# [Brano da leggere]
Lo stesso Baldelli spiega che si tratta di una “riforma minima” con un semplice adeguamento dei numeri alla nuova composizione – ridotta – della Camera. Per esempio per comporre un gruppo servirebbe almeno 13 deputati (non più 20), così come il numero minimo per presentare interpellanze urgenti passerebbe da 30 a 19 e quello per la questione pregiudiziale da 20 a 13. Di fatto si tratta di quelle che Federico Fornaro, deputato di Leu, parlando con Fanpage.it definisce “quorum numerici e riproporzionalizzazione della nuova composizione di Camera e Senato”.
C’è poi il secondo aspetto, quello dei cambiamenti non automatici. Il Pd, per esempio, punta a una norma che disincentivi il cambio di gruppo dei singoli deputati, in particolare nei casi di passaggi al Gruppo Misto. Fiano sottolinea come una delle idee – confermata anche da Fornaro – è quella di adeguare il sistema a quello del Parlamento europeo, dove esistono “norme molto stringenti: se esci dal gruppo diventi non iscritto e hai meno mezzi e strumenti”. Si tratta, di fatto, di disincentivi ai cambi di casacca individuali, come spiega Fornaro: “Una delle soluzioni che circola è una formula simile a quella del Parlamento Ue, dove il Gruppo Misto si forma a inizio legislatura”. Mentre chi esce dopo da un gruppo finisce tra i non iscritti. Il che sarebbe “un forte disincentivo” al passaggio da un gruppo all’altro. Altro tema su cui si potrebbe discutere, come spiega ancora il deputato di Leu, è quello di “una riforma più profonda su aspetti come l’attesa di 24 ore per votare dopo la richiesta di fiducia”.
Al Senato la riforma dei regolamenti è più indietro
Al Senato la discussione sulla riforma dei regolamenti sembra essere più indietro. Al momento è tutto fermo, conferma Loredana De Petris di Leu. Dal Pd sottolineano come si sia in attesa delle proposte dei relatori: Calderoli (Lega) e Santangelo (M5s). Proprio dal Movimento viene sottolineato come la discussione sia indietro rispetto alla Camera: gli stessi pentastellati ritengono non sia necessario ampliare l’intervento a ulteriori riforme oltre quelle di adattamento numerico. Secondo le previsioni di Santangelo i testi potrebbero essere pronti tra una ventina di giorni. Solo a quel punto la discussione potrebbe essere portata in Giunta.

(Voci di annotazione con riquadri di delimitazione)
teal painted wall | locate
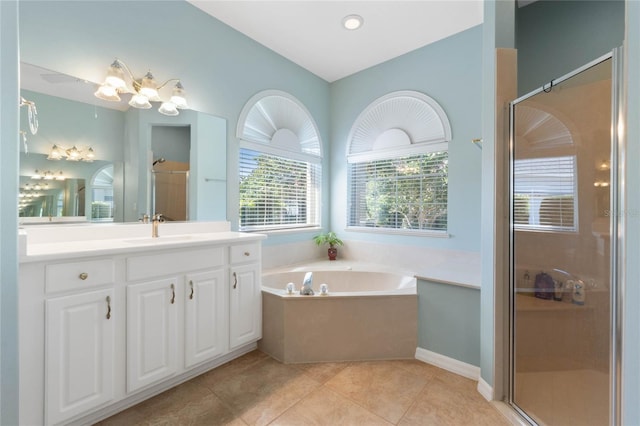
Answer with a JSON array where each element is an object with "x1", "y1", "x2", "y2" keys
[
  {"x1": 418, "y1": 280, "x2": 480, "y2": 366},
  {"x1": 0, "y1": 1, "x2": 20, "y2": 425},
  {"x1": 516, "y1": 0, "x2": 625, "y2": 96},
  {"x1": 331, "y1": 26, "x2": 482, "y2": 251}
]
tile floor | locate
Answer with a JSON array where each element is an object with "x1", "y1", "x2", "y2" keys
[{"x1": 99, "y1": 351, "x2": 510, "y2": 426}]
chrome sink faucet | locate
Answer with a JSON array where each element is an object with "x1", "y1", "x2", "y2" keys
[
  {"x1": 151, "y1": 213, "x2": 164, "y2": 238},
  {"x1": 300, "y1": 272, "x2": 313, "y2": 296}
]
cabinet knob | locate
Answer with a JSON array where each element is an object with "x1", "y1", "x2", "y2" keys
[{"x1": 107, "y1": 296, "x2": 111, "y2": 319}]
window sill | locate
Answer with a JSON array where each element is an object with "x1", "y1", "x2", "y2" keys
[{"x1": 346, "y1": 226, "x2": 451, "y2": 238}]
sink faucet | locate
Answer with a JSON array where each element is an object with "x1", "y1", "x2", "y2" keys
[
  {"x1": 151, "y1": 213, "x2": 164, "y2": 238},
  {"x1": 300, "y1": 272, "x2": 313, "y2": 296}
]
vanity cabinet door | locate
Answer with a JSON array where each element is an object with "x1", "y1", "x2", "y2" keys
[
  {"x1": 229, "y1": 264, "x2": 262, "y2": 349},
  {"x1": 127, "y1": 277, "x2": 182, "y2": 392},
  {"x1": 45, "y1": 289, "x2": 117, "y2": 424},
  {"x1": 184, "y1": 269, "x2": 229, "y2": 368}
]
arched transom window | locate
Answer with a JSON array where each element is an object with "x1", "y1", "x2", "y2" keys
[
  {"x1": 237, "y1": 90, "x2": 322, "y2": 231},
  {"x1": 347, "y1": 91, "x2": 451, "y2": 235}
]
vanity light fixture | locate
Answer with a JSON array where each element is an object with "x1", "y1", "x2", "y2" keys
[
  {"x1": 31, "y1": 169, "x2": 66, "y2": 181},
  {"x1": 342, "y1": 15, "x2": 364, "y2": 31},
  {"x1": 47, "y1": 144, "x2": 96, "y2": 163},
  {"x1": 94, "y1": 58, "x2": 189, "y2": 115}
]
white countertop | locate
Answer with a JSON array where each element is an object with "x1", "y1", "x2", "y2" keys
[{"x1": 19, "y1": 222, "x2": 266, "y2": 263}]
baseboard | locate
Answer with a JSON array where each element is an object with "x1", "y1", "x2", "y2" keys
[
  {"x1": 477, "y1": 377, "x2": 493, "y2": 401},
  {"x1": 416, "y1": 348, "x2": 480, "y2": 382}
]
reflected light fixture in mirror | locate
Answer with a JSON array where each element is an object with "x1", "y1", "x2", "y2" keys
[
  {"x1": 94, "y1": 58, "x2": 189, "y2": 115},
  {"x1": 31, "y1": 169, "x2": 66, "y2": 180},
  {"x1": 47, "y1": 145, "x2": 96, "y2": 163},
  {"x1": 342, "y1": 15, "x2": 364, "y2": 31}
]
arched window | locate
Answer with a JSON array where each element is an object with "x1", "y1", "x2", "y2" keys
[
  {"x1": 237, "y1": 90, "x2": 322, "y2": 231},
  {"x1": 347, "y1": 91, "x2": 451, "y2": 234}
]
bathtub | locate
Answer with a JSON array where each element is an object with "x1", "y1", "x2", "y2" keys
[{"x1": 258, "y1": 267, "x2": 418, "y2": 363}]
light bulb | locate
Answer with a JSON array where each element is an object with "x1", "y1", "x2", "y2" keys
...
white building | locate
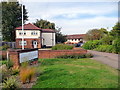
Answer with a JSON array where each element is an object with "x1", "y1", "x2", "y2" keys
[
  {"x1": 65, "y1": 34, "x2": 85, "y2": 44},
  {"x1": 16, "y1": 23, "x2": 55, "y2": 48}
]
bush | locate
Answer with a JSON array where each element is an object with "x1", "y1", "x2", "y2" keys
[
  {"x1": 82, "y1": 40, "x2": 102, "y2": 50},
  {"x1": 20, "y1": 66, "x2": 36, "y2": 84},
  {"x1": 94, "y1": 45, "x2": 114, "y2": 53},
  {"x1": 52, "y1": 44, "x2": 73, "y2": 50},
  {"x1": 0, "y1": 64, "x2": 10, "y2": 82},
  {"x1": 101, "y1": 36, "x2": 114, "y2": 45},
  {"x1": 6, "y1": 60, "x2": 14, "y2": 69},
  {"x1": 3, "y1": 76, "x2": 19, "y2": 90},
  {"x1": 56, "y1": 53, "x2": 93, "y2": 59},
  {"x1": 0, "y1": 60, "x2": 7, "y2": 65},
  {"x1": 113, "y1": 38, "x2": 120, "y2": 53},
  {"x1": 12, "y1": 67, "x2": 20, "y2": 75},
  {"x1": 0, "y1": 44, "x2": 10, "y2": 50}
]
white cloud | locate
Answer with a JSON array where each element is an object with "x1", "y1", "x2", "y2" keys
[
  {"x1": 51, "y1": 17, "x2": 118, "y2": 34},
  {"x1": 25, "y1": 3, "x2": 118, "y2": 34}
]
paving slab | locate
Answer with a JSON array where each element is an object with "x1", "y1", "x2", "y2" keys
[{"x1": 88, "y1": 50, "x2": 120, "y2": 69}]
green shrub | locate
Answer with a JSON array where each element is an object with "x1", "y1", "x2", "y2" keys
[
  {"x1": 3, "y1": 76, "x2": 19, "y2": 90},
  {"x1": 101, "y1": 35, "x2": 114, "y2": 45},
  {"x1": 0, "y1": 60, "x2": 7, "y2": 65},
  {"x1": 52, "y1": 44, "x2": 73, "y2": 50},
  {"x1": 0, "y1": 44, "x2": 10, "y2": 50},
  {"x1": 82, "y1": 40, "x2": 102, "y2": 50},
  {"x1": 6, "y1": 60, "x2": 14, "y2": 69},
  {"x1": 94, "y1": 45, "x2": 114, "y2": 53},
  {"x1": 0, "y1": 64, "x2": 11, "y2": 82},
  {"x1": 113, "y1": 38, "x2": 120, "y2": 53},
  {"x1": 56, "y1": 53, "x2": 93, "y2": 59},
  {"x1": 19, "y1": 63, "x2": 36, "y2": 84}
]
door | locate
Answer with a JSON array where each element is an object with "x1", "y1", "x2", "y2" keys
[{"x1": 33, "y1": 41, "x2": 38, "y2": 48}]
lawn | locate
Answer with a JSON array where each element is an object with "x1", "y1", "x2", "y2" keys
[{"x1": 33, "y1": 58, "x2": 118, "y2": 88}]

# [Attività da svolgere]
#1 Secondo il brano sulla riforma dei regolamenti, quanti deputati servirebbero almeno per comporre un gruppo alla Camera?
#2 Ricopia una parte del brano sulla riforma dei regolamenti: inizia dalle parole "Al Senato la riforma" e fermati dopo "portata in Giunta.".

# [Soluzioni delle attività]
#1 Almeno 13 deputati, non più 20.

#2
Al Senato la riforma dei regolamenti è più indietro
Al Senato la discussione sulla riforma dei regolamenti sembra essere più indietro. Al momento è tutto fermo, conferma Loredana De Petris di Leu. Dal Pd sottolineano come si sia in attesa delle proposte dei relatori: Calderoli (Lega) e Santangelo (M5s). Proprio dal Movimento viene sottolineato come la discussione sia indietro rispetto alla Camera: gli stessi pentastellati ritengono non sia necessario ampliare l’intervento a ulteriori riforme oltre quelle di adattamento numerico. Secondo le previsioni di Santangelo i testi potrebbero essere pronti tra una ventina di giorni. Solo a quel punto la discussione potrebbe essere portata in Giunta.